::: SUPPLIED MATERIAL :::

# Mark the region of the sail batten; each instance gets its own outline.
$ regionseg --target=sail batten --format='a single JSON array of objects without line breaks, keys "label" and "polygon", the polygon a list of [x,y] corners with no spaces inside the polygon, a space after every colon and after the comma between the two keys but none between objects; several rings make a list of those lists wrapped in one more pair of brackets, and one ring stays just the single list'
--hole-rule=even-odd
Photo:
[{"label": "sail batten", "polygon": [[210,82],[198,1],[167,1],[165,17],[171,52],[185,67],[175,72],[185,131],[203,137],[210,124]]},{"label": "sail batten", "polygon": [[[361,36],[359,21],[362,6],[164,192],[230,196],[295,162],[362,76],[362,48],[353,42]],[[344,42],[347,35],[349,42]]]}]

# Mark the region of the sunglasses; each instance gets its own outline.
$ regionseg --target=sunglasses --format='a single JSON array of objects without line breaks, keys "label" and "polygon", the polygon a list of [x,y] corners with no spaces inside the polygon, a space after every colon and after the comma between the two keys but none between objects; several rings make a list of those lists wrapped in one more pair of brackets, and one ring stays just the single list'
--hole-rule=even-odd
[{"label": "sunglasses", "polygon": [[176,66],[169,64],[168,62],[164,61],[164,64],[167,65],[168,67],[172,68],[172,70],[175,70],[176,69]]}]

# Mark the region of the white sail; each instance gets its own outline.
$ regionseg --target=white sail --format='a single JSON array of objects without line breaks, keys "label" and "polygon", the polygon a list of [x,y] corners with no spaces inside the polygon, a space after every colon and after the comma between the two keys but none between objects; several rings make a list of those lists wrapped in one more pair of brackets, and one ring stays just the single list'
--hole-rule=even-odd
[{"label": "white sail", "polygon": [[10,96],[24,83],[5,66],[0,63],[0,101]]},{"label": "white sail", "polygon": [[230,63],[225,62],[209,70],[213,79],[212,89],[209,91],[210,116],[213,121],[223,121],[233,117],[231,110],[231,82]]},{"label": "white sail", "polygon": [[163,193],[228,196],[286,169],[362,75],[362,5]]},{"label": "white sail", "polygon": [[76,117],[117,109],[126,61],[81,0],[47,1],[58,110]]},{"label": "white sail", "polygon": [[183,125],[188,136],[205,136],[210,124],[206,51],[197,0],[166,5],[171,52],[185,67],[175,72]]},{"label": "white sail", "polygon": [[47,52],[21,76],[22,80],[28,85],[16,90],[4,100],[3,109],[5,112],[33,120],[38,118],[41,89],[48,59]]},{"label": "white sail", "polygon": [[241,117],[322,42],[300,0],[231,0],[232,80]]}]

:::

All of the lines above must be returned exactly.

*SOLUTION*.
# Mark the region of the sail batten; each instance gets its own outline.
$ regionseg --target=sail batten --format='a single JSON array of objects without line breaks, keys "label" and "polygon", the polygon a list of [x,y] corners with no spaces inside the polygon, a space after every colon and after the comma between the two keys but none between objects; several rings make a list of those lists wrapped in one more pair of brackets, and one ring stays just the single list'
--hole-rule=even-odd
Photo:
[{"label": "sail batten", "polygon": [[210,82],[198,1],[167,1],[165,17],[171,52],[185,67],[175,72],[185,131],[203,137],[210,124]]},{"label": "sail batten", "polygon": [[[361,36],[359,21],[362,6],[164,192],[230,196],[295,162],[362,76],[362,48],[353,42]],[[344,42],[347,35],[349,42]]]}]

# Mark the region of the sunglasses; each instance gets its own outline.
$ regionseg --target=sunglasses --format='a single JSON array of objects without line breaks, keys "label" and "polygon", the polygon a list of [x,y] corners with no spaces inside the polygon, a space after every colon and after the comma between the two keys but none between objects; several rings make a list of those lists wrapped in one more pair of brackets, and one ring stays just the single list'
--hole-rule=even-odd
[{"label": "sunglasses", "polygon": [[176,66],[169,64],[168,62],[164,61],[164,64],[167,65],[168,67],[172,68],[172,70],[175,70],[176,69]]}]

# Mark the region of the white sail; each instance gets its own outline.
$ regionseg --target=white sail --format='a single JSON array of objects without line breaks, keys "label" and "polygon", the polygon a list of [x,y] corners with no spaces inside the polygon, a space after every colon and after the comma between the two keys but none between objects; several rings make a list of those lists wrapped in one more pair of brackets, and one ring stays just the single list'
--hole-rule=even-odd
[{"label": "white sail", "polygon": [[10,96],[24,83],[5,66],[0,63],[0,101]]},{"label": "white sail", "polygon": [[230,63],[225,62],[209,70],[213,79],[212,89],[209,91],[210,116],[213,121],[223,121],[233,117],[231,110],[231,82]]},{"label": "white sail", "polygon": [[163,193],[228,196],[286,169],[362,75],[362,5]]},{"label": "white sail", "polygon": [[76,117],[117,109],[126,61],[81,0],[47,1],[58,110]]},{"label": "white sail", "polygon": [[183,125],[188,136],[205,136],[210,124],[206,51],[197,0],[166,5],[171,52],[185,67],[175,72]]},{"label": "white sail", "polygon": [[47,52],[21,76],[22,80],[28,85],[16,90],[4,100],[3,109],[5,112],[33,120],[38,118],[41,89],[48,59]]},{"label": "white sail", "polygon": [[241,117],[322,42],[300,0],[231,0],[232,80]]}]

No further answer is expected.